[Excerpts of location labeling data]
########

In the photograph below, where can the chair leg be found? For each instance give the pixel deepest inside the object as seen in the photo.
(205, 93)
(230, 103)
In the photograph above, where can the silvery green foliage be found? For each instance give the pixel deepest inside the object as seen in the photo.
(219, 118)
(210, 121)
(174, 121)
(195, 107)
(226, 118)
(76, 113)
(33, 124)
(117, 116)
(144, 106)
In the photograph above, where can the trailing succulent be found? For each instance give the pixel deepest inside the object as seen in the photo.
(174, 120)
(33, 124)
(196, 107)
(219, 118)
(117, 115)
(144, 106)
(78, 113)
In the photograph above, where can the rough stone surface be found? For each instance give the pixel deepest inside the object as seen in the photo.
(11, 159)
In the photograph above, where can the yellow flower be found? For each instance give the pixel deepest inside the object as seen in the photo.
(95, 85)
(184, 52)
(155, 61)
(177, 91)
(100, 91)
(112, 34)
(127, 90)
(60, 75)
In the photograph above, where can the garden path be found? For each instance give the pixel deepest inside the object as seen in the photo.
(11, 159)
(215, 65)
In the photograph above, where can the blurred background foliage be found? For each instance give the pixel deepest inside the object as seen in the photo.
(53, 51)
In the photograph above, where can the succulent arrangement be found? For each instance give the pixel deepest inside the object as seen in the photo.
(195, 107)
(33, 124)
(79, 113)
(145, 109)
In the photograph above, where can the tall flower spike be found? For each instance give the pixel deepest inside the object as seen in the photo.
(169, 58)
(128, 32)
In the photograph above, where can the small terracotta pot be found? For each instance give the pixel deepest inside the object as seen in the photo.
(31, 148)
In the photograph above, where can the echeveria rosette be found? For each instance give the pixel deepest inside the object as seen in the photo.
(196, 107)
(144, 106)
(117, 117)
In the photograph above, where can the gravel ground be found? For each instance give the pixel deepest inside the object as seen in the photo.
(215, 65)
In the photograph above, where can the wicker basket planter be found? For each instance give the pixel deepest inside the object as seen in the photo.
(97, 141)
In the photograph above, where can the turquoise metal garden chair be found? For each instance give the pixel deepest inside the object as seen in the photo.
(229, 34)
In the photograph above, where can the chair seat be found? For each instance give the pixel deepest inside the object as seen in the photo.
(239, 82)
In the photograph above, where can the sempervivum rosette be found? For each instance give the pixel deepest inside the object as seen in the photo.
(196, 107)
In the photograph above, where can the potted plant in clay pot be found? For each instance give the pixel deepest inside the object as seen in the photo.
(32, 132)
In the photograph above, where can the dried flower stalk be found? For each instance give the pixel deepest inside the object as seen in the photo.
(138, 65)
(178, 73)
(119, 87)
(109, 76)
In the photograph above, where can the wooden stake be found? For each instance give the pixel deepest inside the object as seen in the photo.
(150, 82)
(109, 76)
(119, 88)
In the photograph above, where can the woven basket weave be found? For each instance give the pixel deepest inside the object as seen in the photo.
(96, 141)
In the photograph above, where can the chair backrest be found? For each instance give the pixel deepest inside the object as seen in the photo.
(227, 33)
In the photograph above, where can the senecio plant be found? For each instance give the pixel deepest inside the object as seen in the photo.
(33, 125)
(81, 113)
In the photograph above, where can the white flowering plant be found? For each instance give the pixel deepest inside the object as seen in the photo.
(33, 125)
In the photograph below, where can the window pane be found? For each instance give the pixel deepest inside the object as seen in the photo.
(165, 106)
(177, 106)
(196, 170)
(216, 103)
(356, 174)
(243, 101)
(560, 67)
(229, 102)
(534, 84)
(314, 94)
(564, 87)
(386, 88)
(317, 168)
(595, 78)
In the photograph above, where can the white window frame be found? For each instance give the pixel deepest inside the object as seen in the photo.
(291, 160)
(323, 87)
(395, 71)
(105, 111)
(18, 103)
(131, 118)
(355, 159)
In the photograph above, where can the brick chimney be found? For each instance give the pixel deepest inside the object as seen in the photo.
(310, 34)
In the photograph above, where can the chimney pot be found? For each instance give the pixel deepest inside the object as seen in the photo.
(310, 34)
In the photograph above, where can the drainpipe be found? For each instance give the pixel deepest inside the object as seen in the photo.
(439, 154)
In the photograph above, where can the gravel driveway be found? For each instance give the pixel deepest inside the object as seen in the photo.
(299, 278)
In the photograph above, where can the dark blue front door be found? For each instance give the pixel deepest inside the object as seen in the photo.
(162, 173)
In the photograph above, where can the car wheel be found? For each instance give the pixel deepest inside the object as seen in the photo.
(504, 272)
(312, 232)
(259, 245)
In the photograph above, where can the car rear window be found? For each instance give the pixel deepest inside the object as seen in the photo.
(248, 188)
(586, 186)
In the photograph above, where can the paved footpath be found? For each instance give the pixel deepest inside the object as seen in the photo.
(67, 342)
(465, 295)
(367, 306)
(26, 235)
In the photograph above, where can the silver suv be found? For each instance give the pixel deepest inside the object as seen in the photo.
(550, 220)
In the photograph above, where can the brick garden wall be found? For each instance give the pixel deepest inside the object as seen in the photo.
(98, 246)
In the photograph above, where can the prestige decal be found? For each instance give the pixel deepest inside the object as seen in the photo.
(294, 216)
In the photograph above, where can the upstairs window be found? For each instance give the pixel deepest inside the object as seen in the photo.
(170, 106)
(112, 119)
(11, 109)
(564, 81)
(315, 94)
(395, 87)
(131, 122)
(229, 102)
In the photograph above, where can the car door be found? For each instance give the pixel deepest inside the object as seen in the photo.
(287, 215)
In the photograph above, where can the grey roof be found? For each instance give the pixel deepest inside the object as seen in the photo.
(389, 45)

########

▸ **Prompt**
Rewrite every row above, putting "occurrence" wherever "instance" occurs and leaving everything else unchanged.

▸ **Result for this task**
In the photograph below, where can the chair leg be found? For each occurrence give the pixel deepest inside the object as seen in the photo.
(205, 93)
(230, 103)
In the photograph above, where can the silvery green foliage be found? For each occurrence give the pixel deepest inside the object as seen in the photo.
(219, 118)
(210, 121)
(174, 121)
(195, 107)
(226, 118)
(76, 113)
(33, 124)
(117, 116)
(144, 106)
In the photograph above, where can the trailing succulent be found? For each occurrence give the pixel deepest inside the object as seen in the photo.
(174, 120)
(33, 124)
(196, 107)
(219, 118)
(117, 115)
(144, 106)
(78, 113)
In the photograph above, where can the rough stone surface be found? For each occurrence give the pixel deepest inside the object as seen in the photo.
(11, 159)
In the photograph above, where can the yellow flower be found? For each occurrence give the pixel deepest inside the object as seen in the photo.
(95, 85)
(184, 52)
(155, 61)
(177, 91)
(100, 91)
(112, 34)
(127, 90)
(60, 75)
In the photograph above, where can the garden path be found? For each occurrence give the pixel deepest inside the object as seen in the photo.
(11, 159)
(215, 65)
In the photograph above, where can the blurred background foliage be found? For each occurrence give the pixel deepest inside the object as seen in the photo.
(53, 51)
In the photograph above, where can the succulent arrangement be found? For each occurrence give the pixel deepest inside the object as seen in the photo.
(195, 107)
(33, 124)
(79, 113)
(145, 109)
In the photograph above, where can the tall flower spike be found? For each occurrence give the pixel deepest inside the object as seen in the photo.
(169, 58)
(128, 32)
In the photograph above, where can the small terracotta pot be found? For each occurrence give the pixel deepest inside the object as seen in the photo.
(31, 148)
In the photograph above, where can the echeveria rosette be found? For each occurrence give the pixel deepest inside the object as seen in the photo.
(196, 107)
(144, 106)
(117, 117)
In the photograph above, where can the gravel ground be found? For each occurrence give the pixel deepest inside the object as seen in the photo.
(215, 65)
In the photograph above, where can the wicker basket planter be found? For each occurrence give the pixel deepest inside the object as seen in the photo.
(97, 141)
In the photograph above, where can the turquoise metal garden chair be found? For each occurrence give the pixel deepest inside the object as seen in the photo.
(229, 34)
In the photograph above, where can the chair seat be found? For each occurrence give the pixel deepest inside the object as seen in the photo.
(239, 82)
In the photograph above, where can the sempervivum rosette be found? For each occurrence give the pixel deepest inside the object as seen in the photo.
(196, 107)
In the photograph above, where can the potted plant in clay pot be found? For each occurrence give the pixel deepest inside the object as seen in the photo.
(32, 132)
In the photograph above, where can the dried flower stalk be found? For each occurrence give the pixel deepest inside the object as seen in the photo.
(138, 65)
(178, 73)
(119, 87)
(109, 76)
In the photograph above, where can the wooden stake be found? For each occurrence give the pixel deepest inside the object as seen in the photo.
(150, 82)
(109, 76)
(119, 88)
In the photograph above, where can the woven basket weave be found? For each occurrence give the pixel deepest inside the object as seen in the photo.
(96, 141)
In the photograph above, where can the chair backrest be found? For each occurrence give the pixel deepest inside the object as seen in the photo.
(227, 33)
In the photograph above, where can the senecio plant be found? For each occurrence give the pixel deepest inside the object as seen in the photo.
(33, 125)
(81, 113)
In the photograph above, where can the white flowering plant be found? For each occurrence give the pixel deepest inside the object as seen in the photo.
(33, 125)
In the photograph below, where can the window pane be found? For each occurrence give the pixel deepest inside the object as seen in the photo.
(165, 106)
(177, 106)
(196, 170)
(216, 103)
(356, 174)
(243, 101)
(560, 67)
(229, 102)
(534, 84)
(314, 94)
(564, 87)
(386, 88)
(317, 168)
(595, 78)
In the photograph above, where can the white window frame be found? For each occurrence give the pixel deepest inside the object as seen in the photo.
(291, 160)
(323, 87)
(395, 71)
(105, 111)
(18, 103)
(131, 118)
(355, 159)
In the photograph above, where can the brick chimney be found? For each occurrence give the pixel deepest inside the object as seen in the photo.
(310, 34)
In the photograph above, where can the chimney pot be found? For each occurrence give the pixel deepest inside the object as seen in the photo.
(310, 34)
In the photograph above, where can the drainpipe be found? For each occurrence give the pixel deepest inside the object as seen in the photo.
(439, 154)
In the photograph above, where can the gravel driveway be found? For each occurrence give the pixel deepest inside the object as seen in the photo.
(299, 278)
In the photograph above, where can the dark blue front door be found? For each occurrence give the pixel deepest inside the object as seen in the photo.
(162, 173)
In the photograph above, where can the car wheel be found? For each occurrence give the pixel deepest inside the object as seen in the photo.
(504, 272)
(312, 232)
(259, 245)
In the photograph above, where can the car rear window be found? For each occurrence give the pixel deepest inside the object as seen in the photo.
(248, 188)
(586, 186)
In the photograph above, where can the paved footpath be found? For each occurrence give the pixel deepest inside the object as seen in the photo.
(67, 342)
(465, 295)
(367, 306)
(26, 235)
In the photograph above, where can the silver suv be found? For each occurrence give the pixel deepest inside the object as seen in the photo.
(550, 220)
In the photograph above, where can the brick garden wall be found? For each occurrence give the pixel deepest inside the object as seen in the photo.
(98, 246)
In the photograph above, where can the prestige decal be found? For each occurrence give the pixel deepest inside the object as seen in the photo.
(294, 216)
In the photograph above, where can the upstairs window be found? For each occurrence give the pixel deepest inside the object as seen in the photo.
(170, 106)
(112, 119)
(11, 109)
(564, 81)
(315, 94)
(395, 87)
(131, 122)
(229, 102)
In the photograph above, where can the car door be found? For each occurrence give the pixel deepest inside the object as seen in the photo.
(287, 215)
In the photograph above, where can the grey roof be found? For each occurrence give the pixel deepest inside the object as seen in the photo.
(389, 45)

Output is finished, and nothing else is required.